━━━ DATA FOR PROCESSING ━━━
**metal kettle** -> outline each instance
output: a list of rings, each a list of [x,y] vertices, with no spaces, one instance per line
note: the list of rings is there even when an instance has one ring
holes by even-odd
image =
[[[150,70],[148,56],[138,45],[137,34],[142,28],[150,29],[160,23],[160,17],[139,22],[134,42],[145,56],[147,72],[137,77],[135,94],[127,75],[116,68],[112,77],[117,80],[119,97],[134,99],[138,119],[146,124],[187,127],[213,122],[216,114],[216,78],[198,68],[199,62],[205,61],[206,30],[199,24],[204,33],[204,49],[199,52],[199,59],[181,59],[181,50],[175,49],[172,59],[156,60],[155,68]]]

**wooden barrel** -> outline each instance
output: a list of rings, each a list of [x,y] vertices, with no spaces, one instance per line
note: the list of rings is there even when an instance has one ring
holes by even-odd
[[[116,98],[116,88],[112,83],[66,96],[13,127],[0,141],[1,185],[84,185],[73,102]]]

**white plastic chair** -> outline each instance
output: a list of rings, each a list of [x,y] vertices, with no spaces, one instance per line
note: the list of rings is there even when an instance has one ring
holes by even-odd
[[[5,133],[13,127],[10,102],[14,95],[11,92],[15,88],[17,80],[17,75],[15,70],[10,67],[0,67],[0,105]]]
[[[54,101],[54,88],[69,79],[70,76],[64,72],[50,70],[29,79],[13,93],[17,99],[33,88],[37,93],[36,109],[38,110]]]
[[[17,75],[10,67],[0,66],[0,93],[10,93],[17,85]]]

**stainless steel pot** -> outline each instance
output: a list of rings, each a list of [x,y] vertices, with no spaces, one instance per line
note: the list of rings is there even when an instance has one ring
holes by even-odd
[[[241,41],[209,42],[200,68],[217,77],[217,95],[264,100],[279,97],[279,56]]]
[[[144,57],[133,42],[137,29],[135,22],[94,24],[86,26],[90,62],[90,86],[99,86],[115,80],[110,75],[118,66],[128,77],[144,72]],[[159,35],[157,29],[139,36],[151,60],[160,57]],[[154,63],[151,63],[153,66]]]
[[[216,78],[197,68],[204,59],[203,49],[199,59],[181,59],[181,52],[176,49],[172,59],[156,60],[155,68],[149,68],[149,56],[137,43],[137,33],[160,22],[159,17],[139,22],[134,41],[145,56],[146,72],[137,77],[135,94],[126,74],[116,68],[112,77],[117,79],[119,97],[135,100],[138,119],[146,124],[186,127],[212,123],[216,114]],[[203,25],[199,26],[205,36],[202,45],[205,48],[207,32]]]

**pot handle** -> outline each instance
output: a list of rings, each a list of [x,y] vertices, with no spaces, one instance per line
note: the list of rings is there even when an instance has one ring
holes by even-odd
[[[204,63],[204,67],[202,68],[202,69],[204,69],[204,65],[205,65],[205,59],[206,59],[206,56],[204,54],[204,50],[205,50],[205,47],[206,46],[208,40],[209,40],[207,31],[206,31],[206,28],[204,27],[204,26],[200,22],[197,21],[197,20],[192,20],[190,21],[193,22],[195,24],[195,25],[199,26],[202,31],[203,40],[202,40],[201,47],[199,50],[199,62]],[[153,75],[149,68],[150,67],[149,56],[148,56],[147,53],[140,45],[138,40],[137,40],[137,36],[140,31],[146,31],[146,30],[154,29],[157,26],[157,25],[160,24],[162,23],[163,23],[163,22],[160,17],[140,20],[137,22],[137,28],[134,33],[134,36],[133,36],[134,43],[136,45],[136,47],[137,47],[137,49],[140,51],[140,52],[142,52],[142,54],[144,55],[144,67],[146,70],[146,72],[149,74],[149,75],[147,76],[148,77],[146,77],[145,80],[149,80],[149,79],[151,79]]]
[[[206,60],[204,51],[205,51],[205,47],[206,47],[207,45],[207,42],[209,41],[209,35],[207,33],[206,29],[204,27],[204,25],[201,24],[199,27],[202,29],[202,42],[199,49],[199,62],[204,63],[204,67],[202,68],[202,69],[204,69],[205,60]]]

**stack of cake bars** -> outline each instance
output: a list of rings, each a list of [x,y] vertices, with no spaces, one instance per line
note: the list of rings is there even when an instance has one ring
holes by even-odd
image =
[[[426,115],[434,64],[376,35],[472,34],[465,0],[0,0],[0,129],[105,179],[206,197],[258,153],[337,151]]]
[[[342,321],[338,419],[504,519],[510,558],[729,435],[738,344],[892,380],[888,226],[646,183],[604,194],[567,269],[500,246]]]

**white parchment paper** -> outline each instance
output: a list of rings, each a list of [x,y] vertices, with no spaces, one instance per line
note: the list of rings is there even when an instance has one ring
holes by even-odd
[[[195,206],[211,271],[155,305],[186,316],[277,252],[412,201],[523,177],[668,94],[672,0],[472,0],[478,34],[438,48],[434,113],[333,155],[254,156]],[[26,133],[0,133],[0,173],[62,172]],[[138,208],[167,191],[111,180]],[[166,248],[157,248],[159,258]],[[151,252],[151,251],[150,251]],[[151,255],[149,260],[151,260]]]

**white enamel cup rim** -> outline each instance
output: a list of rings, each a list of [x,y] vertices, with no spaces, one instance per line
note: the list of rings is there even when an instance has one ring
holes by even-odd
━━━
### EXERCISE INSTRUCTIONS
Copy out all of the data above again, replacing every "outline each instance" with "trace every instance" and keeping everything else the same.

### WRITTEN SOLUTION
**metal kettle** -> trace every instance
output: a list of rings, each a list of [x,y] vertices, with no spaces, one instance per line
note: the list of rings is there even when an instance has one ring
holes by even-odd
image =
[[[150,70],[148,56],[138,45],[137,34],[142,28],[150,29],[160,23],[160,17],[139,22],[134,42],[145,56],[147,72],[137,77],[135,94],[127,75],[116,68],[112,77],[117,80],[119,97],[134,99],[138,119],[146,124],[187,127],[213,122],[216,114],[216,78],[198,68],[199,62],[205,61],[206,30],[199,24],[204,33],[204,49],[199,52],[199,59],[181,59],[181,50],[175,49],[172,59],[156,60],[155,68]]]

**wooden barrel** -> trace every instance
output: a list of rings, each a list of [x,y] vertices, with no spaces, one instance per line
note: the list of rings is there even when an instance has one ring
holes by even-odd
[[[116,98],[116,88],[112,83],[66,96],[13,127],[0,141],[1,185],[84,185],[73,102]]]

**white plastic chair** -> trace every instance
output: a list of rings, each a list of [x,y] vertices, with no spaces, one instance per line
note: the list of rings is there even when an instance has one ring
holes by even-odd
[[[5,133],[13,127],[10,102],[14,95],[11,92],[15,88],[17,80],[17,75],[15,70],[10,67],[0,67],[0,105]]]
[[[54,101],[54,88],[69,79],[70,76],[64,72],[50,70],[29,79],[13,93],[17,99],[33,88],[37,93],[36,109],[38,110]]]
[[[17,75],[10,67],[0,66],[0,93],[10,93],[17,85]]]

**stainless steel pot** -> trace every instance
output: a list of rings, each a list of [x,y] vertices, with no spaces, one instance per line
note: the list of rings is there even when an instance has one ring
holes by even-odd
[[[241,41],[209,42],[200,68],[217,77],[217,95],[264,100],[279,97],[279,56]]]
[[[144,57],[133,42],[137,29],[135,22],[94,24],[86,26],[90,62],[90,86],[99,86],[115,80],[110,75],[118,66],[128,77],[144,72]],[[159,35],[157,29],[139,36],[151,60],[160,57]],[[154,63],[151,63],[153,66]]]
[[[216,78],[197,68],[204,59],[203,49],[199,59],[181,59],[181,52],[176,49],[172,59],[156,60],[155,68],[149,68],[149,56],[137,43],[137,33],[160,22],[159,17],[139,22],[134,41],[145,56],[146,72],[137,77],[135,94],[126,74],[116,68],[112,77],[117,79],[119,97],[135,100],[138,119],[146,124],[186,127],[212,123],[216,114]],[[203,25],[199,26],[205,36],[202,45],[205,48],[207,32]]]

**pot handle** -> trace every instance
output: a list of rings, each a list of [x,y] vertices, with no spaces, one instance per line
note: the list of rings is there even when an instance has one ring
holes by even-odd
[[[204,63],[204,67],[202,68],[202,69],[204,69],[204,65],[205,65],[205,59],[206,59],[206,56],[204,54],[204,50],[205,50],[205,47],[206,46],[208,40],[209,40],[207,31],[206,31],[206,28],[204,27],[204,26],[200,22],[197,21],[197,20],[192,20],[190,21],[193,22],[195,24],[195,25],[199,26],[202,31],[203,40],[202,40],[201,47],[199,50],[199,62]],[[153,75],[149,68],[150,67],[149,56],[148,56],[147,53],[140,45],[138,40],[137,40],[137,36],[140,31],[146,31],[146,30],[154,29],[157,26],[157,25],[160,24],[162,23],[163,23],[163,22],[160,17],[140,20],[137,22],[137,28],[134,33],[134,36],[133,36],[134,43],[136,45],[136,47],[137,47],[137,49],[140,51],[140,52],[142,52],[142,54],[144,55],[144,67],[146,70],[146,72],[149,74],[149,75],[147,76],[148,77],[146,77],[145,80],[149,80],[149,79],[151,79]]]
[[[206,60],[204,51],[205,51],[205,47],[206,47],[207,45],[207,42],[209,41],[209,35],[207,33],[206,29],[204,27],[204,25],[201,24],[199,27],[202,29],[202,42],[199,49],[199,62],[204,63],[204,67],[202,68],[202,69],[204,69],[205,60]]]

**stack of cake bars** -> trace every instance
output: a list of rings, each a list of [x,y] vertices, with no spaces, one instance per line
note: the list of rings is there even when an instance has one ring
holes by even-odd
image =
[[[426,115],[434,64],[376,35],[472,34],[465,0],[0,0],[0,129],[105,179],[206,197],[258,153],[337,151]]]
[[[342,321],[338,419],[504,519],[510,558],[729,435],[738,344],[892,380],[888,226],[646,183],[604,194],[567,269],[500,246]]]

**white parchment paper** -> trace every instance
output: a list of rings, each a list of [x,y] vertices, with no spaces, one instance per line
note: the list of rings is there even when an instance has one ring
holes by even-odd
[[[195,206],[211,271],[155,305],[186,316],[277,252],[412,201],[523,177],[668,94],[672,0],[472,0],[478,34],[438,48],[434,113],[333,155],[254,156]],[[26,133],[0,133],[0,173],[62,172]],[[138,208],[167,191],[111,180]],[[166,248],[157,248],[159,258]],[[151,252],[151,251],[150,251]],[[151,255],[149,260],[151,260]]]

**white enamel cup rim** -> trace every instance
output: a list of rings, each a list of [x,y] vertices, with no spaces, one instance per line
note: the list of rings is there even when an instance has one ring
holes by even-odd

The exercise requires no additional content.